§ Your instructions
List every crop that the passage on early Pasco County settlement says the fertile land produced.
Begin Passage to read
In 1887 there were about 5,000 of them, scattered among small communities throughout the county. Many of the towns had just three or four families in them, and now no longer exist.

The fertile land sold for between $25 and $50 an acre, and produced tobacco, rice, sugar cane, cotton, potatoes, tomatoes and oranges.

One of the pioneers was James Washington Clark, who came to what is now Port Richey in 1872 because of his cows.

Livestock roamed unfenced in those days, and the Clark cattle developed a penchant for travel, said Frances Clark Mallett, a local historian and Clark’s granddaughter.

They repeatedly sauntered down Old Salt Road to the coastal area where Port Richey is now, “and Grandpa Clark would go and bring them back.”

Finally he decided he liked the coastal area and moved there, marrying Frances Louise Hope of Brooksville the same year. They had five children.

Typical of many of the settlers, Clark had a deep sense of community responsibility. There were only three families living in the area at first. They were Clark, Aaron McLaughlin Richey – who was called “captain” because he had a schooner – and the Malcolm Hill family. When a school was needed, Clark built one on his land and served as a trustee with Richey and Hill.

Carving out a new county

The area that was to become Pasco County was originally a part of Hernando County, with the county seat in Brooksville. People in the southern part of the county disliked having to travel such a long distance for court and other legal business. It was a long, tiresome journey by horseback or ox cart.

Those complaints sparked a drive to divide Hernando. Two Pasco leaders, Dr. Richard Bankston and Judge J.A. Handley, led the way.

The name “Banner County” was proposed for the southerly section. Although the legislators favored the division, they didn’t like the name because each one thought his county was a “banner” county.
End Passage to read
Begin Rows
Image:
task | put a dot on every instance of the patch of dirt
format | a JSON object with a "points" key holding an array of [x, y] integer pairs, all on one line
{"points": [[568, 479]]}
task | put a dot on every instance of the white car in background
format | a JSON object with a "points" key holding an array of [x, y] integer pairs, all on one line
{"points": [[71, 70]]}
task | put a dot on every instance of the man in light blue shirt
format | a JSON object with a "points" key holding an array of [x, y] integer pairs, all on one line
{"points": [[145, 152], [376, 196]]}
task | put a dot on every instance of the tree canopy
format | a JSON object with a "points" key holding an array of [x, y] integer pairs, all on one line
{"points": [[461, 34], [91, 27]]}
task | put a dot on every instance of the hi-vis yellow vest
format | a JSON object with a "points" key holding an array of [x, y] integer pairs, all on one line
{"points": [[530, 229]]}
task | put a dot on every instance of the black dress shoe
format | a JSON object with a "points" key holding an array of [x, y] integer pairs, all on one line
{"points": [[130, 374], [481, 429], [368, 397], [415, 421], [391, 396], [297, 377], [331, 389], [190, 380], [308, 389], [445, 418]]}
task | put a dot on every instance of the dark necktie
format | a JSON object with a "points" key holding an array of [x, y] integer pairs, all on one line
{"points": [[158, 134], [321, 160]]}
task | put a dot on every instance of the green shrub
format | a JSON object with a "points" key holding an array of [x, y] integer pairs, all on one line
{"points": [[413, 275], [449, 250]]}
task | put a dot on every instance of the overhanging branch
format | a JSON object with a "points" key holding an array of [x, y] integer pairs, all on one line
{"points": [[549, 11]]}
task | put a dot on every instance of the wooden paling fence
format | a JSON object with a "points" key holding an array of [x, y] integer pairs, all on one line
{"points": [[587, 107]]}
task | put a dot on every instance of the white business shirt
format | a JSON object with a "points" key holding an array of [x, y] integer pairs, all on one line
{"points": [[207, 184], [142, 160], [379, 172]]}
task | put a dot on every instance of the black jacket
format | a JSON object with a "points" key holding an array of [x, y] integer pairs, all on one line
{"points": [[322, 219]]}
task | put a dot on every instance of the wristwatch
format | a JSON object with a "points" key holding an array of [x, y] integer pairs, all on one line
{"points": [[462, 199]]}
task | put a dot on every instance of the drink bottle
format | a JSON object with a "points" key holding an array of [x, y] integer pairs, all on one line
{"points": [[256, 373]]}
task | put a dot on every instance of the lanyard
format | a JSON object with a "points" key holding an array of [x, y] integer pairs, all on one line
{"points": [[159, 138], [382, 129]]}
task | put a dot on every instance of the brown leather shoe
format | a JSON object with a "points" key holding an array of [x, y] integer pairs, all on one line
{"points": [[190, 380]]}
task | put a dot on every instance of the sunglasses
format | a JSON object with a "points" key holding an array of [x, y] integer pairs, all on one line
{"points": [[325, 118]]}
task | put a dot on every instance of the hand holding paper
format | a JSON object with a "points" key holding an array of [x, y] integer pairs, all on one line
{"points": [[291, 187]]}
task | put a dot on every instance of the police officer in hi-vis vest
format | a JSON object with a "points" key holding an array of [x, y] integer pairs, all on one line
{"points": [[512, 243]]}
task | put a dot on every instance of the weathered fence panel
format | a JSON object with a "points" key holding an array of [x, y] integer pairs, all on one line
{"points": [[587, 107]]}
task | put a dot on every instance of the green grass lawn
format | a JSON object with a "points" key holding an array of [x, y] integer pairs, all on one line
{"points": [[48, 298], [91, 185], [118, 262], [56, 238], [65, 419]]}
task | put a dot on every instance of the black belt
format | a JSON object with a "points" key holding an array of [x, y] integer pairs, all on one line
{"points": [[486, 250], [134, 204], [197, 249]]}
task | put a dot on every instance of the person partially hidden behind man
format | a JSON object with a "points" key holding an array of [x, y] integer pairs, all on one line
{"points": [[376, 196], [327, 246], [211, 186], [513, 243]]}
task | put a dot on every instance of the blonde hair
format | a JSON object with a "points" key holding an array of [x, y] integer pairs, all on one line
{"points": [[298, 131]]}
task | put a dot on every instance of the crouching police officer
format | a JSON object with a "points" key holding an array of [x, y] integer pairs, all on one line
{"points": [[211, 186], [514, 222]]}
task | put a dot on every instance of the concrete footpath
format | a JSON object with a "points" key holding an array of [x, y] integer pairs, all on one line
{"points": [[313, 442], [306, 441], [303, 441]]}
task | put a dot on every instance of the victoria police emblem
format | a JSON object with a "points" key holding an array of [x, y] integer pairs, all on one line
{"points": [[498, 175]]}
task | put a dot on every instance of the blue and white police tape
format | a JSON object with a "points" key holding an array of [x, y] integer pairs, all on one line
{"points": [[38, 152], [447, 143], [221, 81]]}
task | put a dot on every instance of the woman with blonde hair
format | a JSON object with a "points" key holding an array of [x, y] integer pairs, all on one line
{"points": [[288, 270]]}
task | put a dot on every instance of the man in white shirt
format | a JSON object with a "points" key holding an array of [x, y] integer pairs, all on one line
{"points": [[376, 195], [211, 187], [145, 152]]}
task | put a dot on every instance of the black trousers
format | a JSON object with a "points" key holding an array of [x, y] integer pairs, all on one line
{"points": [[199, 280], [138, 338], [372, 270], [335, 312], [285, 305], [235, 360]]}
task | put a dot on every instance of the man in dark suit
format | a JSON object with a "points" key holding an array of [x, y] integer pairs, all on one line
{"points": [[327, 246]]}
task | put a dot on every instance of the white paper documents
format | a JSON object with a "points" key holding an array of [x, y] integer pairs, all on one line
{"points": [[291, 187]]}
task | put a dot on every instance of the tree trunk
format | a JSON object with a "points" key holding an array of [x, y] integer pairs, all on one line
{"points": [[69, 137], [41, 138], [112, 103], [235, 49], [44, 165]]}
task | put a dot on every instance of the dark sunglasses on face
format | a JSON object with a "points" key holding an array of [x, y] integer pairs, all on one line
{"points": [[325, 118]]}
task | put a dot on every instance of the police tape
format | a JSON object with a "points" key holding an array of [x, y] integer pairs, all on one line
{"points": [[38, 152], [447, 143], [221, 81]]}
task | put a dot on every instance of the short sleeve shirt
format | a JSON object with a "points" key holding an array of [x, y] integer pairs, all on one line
End Rows
§ Solution
Tobacco, rice, sugar cane, cotton, potatoes, tomatoes and oranges.